Task prompt
Copy the data below exactly. Any pictures in it should be omitted.

Data supplied
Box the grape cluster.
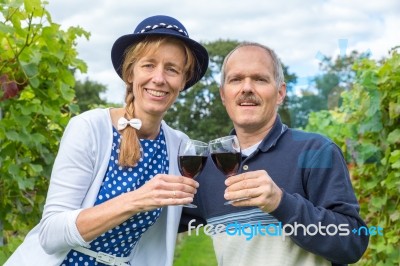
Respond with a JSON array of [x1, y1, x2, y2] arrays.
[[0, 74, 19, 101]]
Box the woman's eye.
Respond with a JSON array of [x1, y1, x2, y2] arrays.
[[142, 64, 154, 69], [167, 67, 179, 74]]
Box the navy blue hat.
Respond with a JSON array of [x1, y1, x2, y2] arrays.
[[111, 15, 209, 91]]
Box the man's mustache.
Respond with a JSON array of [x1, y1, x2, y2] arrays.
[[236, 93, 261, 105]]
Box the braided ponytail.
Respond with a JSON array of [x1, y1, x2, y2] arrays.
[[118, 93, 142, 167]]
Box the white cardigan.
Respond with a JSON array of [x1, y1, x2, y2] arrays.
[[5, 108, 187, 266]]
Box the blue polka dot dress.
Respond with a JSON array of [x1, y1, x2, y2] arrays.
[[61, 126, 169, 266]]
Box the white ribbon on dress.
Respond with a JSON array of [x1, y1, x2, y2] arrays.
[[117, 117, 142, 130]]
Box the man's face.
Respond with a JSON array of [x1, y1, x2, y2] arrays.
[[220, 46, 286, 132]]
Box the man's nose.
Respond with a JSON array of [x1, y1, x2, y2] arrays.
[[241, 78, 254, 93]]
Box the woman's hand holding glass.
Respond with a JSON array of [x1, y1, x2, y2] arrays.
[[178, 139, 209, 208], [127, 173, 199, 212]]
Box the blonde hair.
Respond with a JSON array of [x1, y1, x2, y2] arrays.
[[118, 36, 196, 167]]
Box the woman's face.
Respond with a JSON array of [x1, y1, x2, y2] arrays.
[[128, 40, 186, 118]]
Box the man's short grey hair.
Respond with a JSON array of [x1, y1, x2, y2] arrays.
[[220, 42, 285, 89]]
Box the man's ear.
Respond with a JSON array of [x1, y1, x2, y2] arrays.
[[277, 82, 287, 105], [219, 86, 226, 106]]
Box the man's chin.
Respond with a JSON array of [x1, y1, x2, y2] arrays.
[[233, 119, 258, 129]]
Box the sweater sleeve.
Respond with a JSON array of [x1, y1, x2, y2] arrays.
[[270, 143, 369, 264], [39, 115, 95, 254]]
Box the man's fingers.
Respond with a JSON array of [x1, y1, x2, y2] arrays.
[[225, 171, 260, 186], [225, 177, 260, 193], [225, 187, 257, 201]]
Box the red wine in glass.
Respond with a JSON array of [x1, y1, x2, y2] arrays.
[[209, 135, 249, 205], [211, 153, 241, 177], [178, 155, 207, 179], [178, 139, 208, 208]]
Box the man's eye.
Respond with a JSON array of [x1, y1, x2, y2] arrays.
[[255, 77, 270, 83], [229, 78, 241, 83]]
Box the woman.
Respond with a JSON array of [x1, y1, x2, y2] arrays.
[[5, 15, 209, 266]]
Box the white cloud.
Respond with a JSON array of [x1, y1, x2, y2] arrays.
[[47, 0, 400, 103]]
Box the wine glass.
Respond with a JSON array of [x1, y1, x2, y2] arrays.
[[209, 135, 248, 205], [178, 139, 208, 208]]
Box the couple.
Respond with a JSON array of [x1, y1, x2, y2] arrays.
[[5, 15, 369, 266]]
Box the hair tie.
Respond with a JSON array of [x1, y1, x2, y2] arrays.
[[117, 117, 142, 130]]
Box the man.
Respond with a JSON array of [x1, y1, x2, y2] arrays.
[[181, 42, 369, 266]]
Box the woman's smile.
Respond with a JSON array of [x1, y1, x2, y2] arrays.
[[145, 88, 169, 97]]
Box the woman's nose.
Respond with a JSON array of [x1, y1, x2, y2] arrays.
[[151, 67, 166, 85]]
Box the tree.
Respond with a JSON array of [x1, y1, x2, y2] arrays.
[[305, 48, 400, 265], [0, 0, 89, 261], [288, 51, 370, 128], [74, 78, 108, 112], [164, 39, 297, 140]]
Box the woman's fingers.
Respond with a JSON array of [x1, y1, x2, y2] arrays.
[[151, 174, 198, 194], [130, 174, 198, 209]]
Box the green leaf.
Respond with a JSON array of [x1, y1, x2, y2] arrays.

Result of the task
Box the grape cluster.
Respond with a JSON array of [x1, y1, x2, y2] arrays.
[[0, 74, 19, 101]]
Box the woman's eye.
Respond with a JSON array of [x1, y1, x2, y2] arrays.
[[142, 64, 154, 69], [167, 67, 179, 74]]
Box the navy blue hat.
Respond with a JSON array of [x1, y1, x2, y2] arrays.
[[111, 15, 209, 91]]
Box the man's mustache.
Respond with a JSON array of [x1, y1, x2, y2] arrays.
[[236, 93, 261, 105]]
Box the braided ponytail.
Respond with a JSON array of [x1, y1, x2, y2] arrays.
[[118, 93, 142, 167]]
Box the white cardigan.
Respond with a JSON array of [x1, y1, x2, y2] arrays.
[[5, 108, 187, 266]]
Box the blue polka dot dress.
Respond with a JSON array of [x1, y1, x2, y2] arrays.
[[61, 126, 169, 266]]
Box the white ribbon on dress.
Respond with a JSON array of [x1, y1, x2, y2] arrays.
[[117, 117, 142, 130]]
Box the man's face.
Respond with a JSON array of [x1, y1, x2, y2] arrays.
[[220, 46, 286, 132]]
Box the man's nose.
Respond with a JSON array of [x1, y1, x2, y2] arrays.
[[241, 78, 254, 93]]
Box the woman's hand holding glass.
Respond with a JSON array of [x1, y1, x2, y2] arrays.
[[178, 139, 209, 208], [127, 173, 199, 212]]
Box the blonde hair.
Respond with a JSON array of [x1, y1, x2, y2] arrays.
[[118, 36, 196, 167]]
Box the woman's face.
Respond with a JSON array of [x1, y1, x2, y2] arrays.
[[128, 40, 186, 118]]
Box the man's short grey hair.
Respond with a JSON array of [x1, y1, x2, y2] arrays.
[[220, 42, 285, 89]]
Box the man's ear.
Respond with a JSON array of [x1, y1, x2, y2] arrays.
[[277, 82, 287, 105], [219, 86, 226, 106]]
Box the man's chin.
Respond with a JSON array of [x1, y1, x2, y2] arrays.
[[233, 119, 258, 129]]
Box the sweater sleeve.
Respond with a JSON array of [x1, y1, x2, y2] arrays.
[[270, 143, 369, 264], [39, 115, 95, 254]]
Box the man's fingers.
Respond with a JSON array of [x1, y1, x2, y2] arrays.
[[225, 171, 260, 186], [225, 177, 260, 193], [225, 187, 257, 201]]
Box the red wine in glass.
Respond with a JSON array of [x1, y1, x2, y2] arrays.
[[209, 135, 249, 205], [211, 153, 241, 177], [178, 155, 207, 179], [178, 139, 208, 208]]
Box the man's eye.
Respond with a JSON array of [x1, y1, x2, y2] arrays.
[[255, 77, 270, 83], [229, 78, 241, 83]]
Box the woman.
Respond with a JSON array of [x1, y1, x2, y2] arrays.
[[5, 15, 209, 266]]
Box the white cloud.
Respond with a JSON array of [x1, y1, x2, y2] arrays.
[[47, 0, 400, 103]]
Box the wine glass.
Respond with a JSON array of [x1, y1, x2, y2] arrays.
[[209, 135, 248, 205], [178, 139, 208, 208]]
Box the couple.
Respond with a JSON array of [x1, y1, x2, y2] arrays.
[[5, 15, 369, 266]]
Box the hair tie.
Respond with a JSON array of [x1, y1, x2, y2] arrays.
[[117, 117, 142, 130]]
Box the man.
Respond with a JSON array of [x1, y1, x2, y2] arrays.
[[181, 42, 369, 266]]
Box the woman's smile.
Respond with a JSON array of [x1, y1, x2, y2] arrays.
[[145, 88, 169, 97]]
Box the woman's nose.
Respond with a JSON array of [x1, y1, x2, y2] arrays.
[[151, 67, 166, 85]]
Box the tree.
Respond with a JSON array of [x1, y1, x2, y2] arrays.
[[305, 48, 400, 265], [0, 0, 89, 261], [288, 51, 370, 128], [74, 78, 108, 112], [164, 39, 297, 140]]
Box the woman's fingers.
Respond with a JSON array of [x1, y1, x2, y2] arrays.
[[151, 174, 198, 194], [130, 174, 198, 209]]
Box the green leaf.
Respond with a JSON array of [x1, y1, x2, y2] arrays.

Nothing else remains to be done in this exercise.